- _Source material_:
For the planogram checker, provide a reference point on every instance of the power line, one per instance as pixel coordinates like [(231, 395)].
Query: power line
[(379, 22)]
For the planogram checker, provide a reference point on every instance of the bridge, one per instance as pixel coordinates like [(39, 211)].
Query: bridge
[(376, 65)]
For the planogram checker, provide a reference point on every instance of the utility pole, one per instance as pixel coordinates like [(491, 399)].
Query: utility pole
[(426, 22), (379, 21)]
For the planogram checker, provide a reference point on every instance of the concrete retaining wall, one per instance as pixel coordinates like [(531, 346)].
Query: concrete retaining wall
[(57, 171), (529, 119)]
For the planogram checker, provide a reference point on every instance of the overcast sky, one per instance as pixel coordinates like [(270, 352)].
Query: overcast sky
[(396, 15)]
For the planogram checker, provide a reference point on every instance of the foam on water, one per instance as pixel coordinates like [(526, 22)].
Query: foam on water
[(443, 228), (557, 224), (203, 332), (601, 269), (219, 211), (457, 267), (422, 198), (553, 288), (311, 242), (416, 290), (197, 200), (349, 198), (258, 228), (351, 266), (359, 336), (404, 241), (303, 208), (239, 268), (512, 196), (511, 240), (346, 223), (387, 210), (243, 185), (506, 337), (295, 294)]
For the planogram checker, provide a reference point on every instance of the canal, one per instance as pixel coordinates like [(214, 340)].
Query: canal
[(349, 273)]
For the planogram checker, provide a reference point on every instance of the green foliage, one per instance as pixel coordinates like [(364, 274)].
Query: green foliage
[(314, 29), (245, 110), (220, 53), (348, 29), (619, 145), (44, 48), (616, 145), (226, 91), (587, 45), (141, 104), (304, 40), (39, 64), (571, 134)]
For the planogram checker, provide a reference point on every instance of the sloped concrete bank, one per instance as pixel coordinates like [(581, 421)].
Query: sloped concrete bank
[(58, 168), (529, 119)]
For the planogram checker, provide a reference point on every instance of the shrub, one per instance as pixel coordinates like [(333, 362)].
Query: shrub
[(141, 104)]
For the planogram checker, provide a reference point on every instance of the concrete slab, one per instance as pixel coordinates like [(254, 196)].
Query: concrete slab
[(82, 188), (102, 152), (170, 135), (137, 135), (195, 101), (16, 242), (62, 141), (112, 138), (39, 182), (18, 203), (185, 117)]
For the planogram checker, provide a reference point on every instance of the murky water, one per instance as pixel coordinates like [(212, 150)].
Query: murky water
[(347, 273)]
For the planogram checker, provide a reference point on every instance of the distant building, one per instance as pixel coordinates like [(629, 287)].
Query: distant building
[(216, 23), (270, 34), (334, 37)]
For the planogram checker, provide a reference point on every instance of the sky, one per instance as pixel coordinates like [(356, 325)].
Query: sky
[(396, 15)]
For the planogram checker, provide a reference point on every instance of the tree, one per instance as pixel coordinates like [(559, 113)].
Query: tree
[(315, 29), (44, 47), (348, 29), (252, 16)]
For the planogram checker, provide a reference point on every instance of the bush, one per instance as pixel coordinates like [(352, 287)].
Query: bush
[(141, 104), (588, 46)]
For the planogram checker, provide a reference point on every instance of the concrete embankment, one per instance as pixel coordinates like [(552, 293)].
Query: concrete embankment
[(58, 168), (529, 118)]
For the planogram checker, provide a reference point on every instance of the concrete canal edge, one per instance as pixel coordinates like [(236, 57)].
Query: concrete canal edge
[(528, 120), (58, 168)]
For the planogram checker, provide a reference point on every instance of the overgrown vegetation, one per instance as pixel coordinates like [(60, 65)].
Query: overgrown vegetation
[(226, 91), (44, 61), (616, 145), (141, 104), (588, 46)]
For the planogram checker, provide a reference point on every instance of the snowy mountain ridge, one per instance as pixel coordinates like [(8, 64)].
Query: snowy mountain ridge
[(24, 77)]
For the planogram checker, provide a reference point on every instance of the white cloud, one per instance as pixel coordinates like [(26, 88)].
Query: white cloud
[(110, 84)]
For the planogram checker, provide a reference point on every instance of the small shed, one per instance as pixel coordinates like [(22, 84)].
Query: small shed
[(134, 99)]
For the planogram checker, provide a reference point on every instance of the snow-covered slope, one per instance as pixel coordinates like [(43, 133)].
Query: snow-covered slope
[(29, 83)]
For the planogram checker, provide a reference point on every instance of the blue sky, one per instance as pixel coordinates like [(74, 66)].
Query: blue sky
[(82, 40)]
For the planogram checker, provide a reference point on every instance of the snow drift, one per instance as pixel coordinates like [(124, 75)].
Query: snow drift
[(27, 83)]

- _Work order_: In this exercise, the data above is to be printed exactly.

- _Answer box_:
For the planogram checker, provide a reference point on every instance of the power line, one per instance as pixel coordinates like [(231, 395)].
Query: power line
[(379, 22)]
For the planogram checker, provide a reference point on every instance of the bridge, one per instance as pixel coordinates like [(39, 211)].
Query: bridge
[(376, 65)]
For the planogram checker, provide a reference point on every instance of the utility pole, one per instance as pixel coordinates like [(491, 399)].
Query: utility pole
[(426, 22), (379, 21)]
For the planogram checker, provide a reference point on every instance of the concrete retaining wall, one per instance as pixel coordinates like [(531, 346)].
Query: concrete retaining wall
[(57, 171), (529, 119)]
For the planogram checker, provide a reference point on every instance of the overcast sky, one per instance as pixel coordinates like [(270, 352)].
Query: overcast sky
[(396, 15)]
For the planogram checker, provide a reference point on every instance of the foam on water, one per instance as pixel coordinates like [(526, 22)].
Query: foam on water
[(443, 228), (557, 224), (203, 332), (601, 269), (219, 211), (457, 267), (422, 198), (553, 288), (311, 242), (416, 290), (197, 200), (349, 198), (258, 228), (351, 266), (359, 336), (404, 241), (303, 208), (239, 268), (512, 196), (511, 240), (346, 223), (387, 210), (243, 185), (506, 337), (295, 294)]
For the planogram checker, provide a reference point on every instance of the canal, one per instance as pixel coordinates like [(214, 340)].
Query: canal
[(349, 273)]
For the planogram checker, provide a reference point on every instance of the green foliage, one per instance as pixel coordinates like [(364, 274)].
Query: green foliage
[(314, 29), (245, 110), (220, 53), (348, 29), (619, 145), (44, 48), (616, 145), (226, 91), (587, 45), (141, 104), (304, 40), (39, 64), (571, 134)]
For the planogram checker, provide a reference point on every instance of the sloped concrete bank, one per instance as pixel coordinates like [(581, 421)].
Query: sloped concrete bank
[(58, 168), (529, 119)]
For the planogram checker, provide a reference point on every instance of the shrub, one per instance as pixel coordinates like [(333, 362)].
Query: shrub
[(141, 104)]
For the planogram checker, provide a reference point on every instance of the concrete slab, one per instance as pixel coordinates like [(254, 196)].
Query: concrete slab
[(82, 188), (102, 152), (170, 135), (137, 135), (195, 101), (16, 242), (62, 141), (112, 138), (39, 182), (18, 203), (185, 117)]
For the planogram checker, provide a reference point on every instance of the murky water, one per instance as pixel coordinates like [(212, 150)].
Query: murky water
[(347, 273)]
For the planogram checker, provide a reference point on every instance of the distant building, one per instance as pixel coordinates like [(629, 287)].
Query: distant building
[(216, 23), (270, 34), (334, 37)]
For the planogram checker, provide a reference point on every instance of the sky, one per instance as pixel coordinates like [(356, 325)].
Query: sky
[(396, 15)]
For the planogram checker, provide a reference point on every instance of the tree, one per instance as pixel coordinates like [(559, 113)].
Query: tree
[(315, 29), (44, 47), (348, 29), (252, 16)]
For the planogram checker, provide a reference point on every instance of the bush, one per instance as pixel coordinates like [(352, 287)].
Query: bush
[(141, 104), (588, 46)]
For the planogram checker, provide a reference point on every instance of the concrete embankment, one per instance as pixel coordinates like [(552, 293)].
Query: concrete embankment
[(58, 168), (529, 118)]
For the planogram checker, provide a reference point on every instance of the concrete canal edge, one per instance as pixel coordinates like [(236, 57)].
Query: concrete canal edge
[(528, 120), (58, 168)]
For the planogram checker, provide a reference point on every instance of the overgrown vegetation, one per instance as pixel coordinates like [(60, 65)].
Query: overgrown vegetation
[(226, 91), (44, 61), (616, 145), (141, 104), (588, 46)]
For the planogram checker, provide a reference point on every instance of the snowy mountain ridge, one per instance as pixel coordinates like [(8, 64)].
Query: snowy mountain ridge
[(24, 77)]
For the planogram checker, provide a reference point on every instance of the white cloud, one per instance as pixel coordinates like [(26, 88)].
Query: white cloud
[(110, 84)]
For the planogram checker, provide a reference point on every instance of the small shed, one per instance as pixel coordinates like [(22, 84)].
Query: small shed
[(134, 99)]
For the planogram checker, provide a reference point on every instance of the snow-covered slope, one per instance as pixel coordinates like [(43, 133)].
Query: snow-covered slope
[(29, 83)]
For the planogram checker, provide a reference point on every instance of the blue sky, one per instance as pixel coordinates like [(74, 66)].
Query: blue sky
[(82, 40)]
For the planogram checker, provide a reference point on every instance of the snow drift, one per instance as pixel coordinates like [(124, 75)].
Query: snow drift
[(27, 83)]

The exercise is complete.